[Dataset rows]
>>
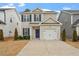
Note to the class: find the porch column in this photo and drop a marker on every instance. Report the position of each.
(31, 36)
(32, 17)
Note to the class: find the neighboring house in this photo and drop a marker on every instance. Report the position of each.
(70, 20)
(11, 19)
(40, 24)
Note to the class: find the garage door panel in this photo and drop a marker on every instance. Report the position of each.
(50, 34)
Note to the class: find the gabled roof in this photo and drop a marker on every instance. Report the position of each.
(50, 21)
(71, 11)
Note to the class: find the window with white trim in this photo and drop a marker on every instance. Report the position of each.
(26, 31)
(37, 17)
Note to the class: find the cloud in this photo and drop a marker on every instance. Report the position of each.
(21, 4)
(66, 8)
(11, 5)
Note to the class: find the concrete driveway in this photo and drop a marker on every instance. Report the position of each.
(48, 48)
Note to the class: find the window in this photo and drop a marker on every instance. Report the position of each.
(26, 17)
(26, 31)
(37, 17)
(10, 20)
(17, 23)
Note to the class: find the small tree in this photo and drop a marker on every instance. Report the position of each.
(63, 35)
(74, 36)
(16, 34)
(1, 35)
<<
>>
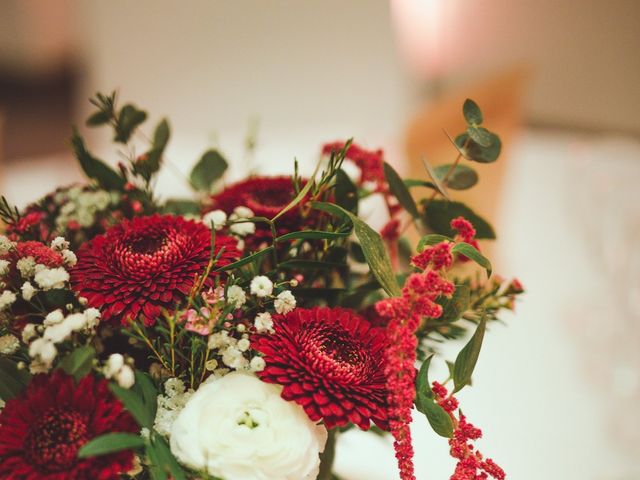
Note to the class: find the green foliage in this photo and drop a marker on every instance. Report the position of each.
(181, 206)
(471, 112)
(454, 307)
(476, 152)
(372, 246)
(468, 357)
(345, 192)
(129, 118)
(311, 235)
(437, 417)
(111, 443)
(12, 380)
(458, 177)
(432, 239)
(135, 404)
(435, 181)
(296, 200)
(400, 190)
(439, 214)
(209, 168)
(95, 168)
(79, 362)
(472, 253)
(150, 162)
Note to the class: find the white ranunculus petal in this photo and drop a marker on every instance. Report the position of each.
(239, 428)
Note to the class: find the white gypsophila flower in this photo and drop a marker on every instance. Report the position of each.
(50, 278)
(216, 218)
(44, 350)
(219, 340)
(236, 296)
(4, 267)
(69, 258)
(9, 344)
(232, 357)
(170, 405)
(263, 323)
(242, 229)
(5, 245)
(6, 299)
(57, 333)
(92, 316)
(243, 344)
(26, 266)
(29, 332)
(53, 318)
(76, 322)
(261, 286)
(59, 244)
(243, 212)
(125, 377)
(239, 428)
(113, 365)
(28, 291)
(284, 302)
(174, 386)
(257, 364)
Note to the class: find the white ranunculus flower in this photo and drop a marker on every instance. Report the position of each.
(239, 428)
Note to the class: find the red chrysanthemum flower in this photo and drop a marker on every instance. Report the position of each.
<<
>>
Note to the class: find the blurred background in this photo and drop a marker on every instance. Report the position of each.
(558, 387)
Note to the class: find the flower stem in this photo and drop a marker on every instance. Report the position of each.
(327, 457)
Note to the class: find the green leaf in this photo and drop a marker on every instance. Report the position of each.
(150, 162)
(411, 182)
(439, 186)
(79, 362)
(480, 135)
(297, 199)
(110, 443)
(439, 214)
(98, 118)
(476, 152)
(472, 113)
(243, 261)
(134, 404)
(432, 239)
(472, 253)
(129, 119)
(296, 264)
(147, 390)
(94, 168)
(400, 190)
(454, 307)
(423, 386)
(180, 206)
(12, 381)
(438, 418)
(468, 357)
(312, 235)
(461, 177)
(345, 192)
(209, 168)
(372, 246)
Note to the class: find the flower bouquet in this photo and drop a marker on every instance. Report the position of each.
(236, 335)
<<
■ What this task involves
Return, word for word, the lines of the material above from the one containing "Note to the class: find the white ranunculus flower" through the one containing "Note to the class: find the red", including both ends.

■ Worked solution
Note to the class: find the white ranunculus flower in this photo and drop a marker on every instance. Report the position of each.
(239, 428)
Note to the class: find the red chrysanthemum flower in this photo and drop a marker on every instance. Report the position of each.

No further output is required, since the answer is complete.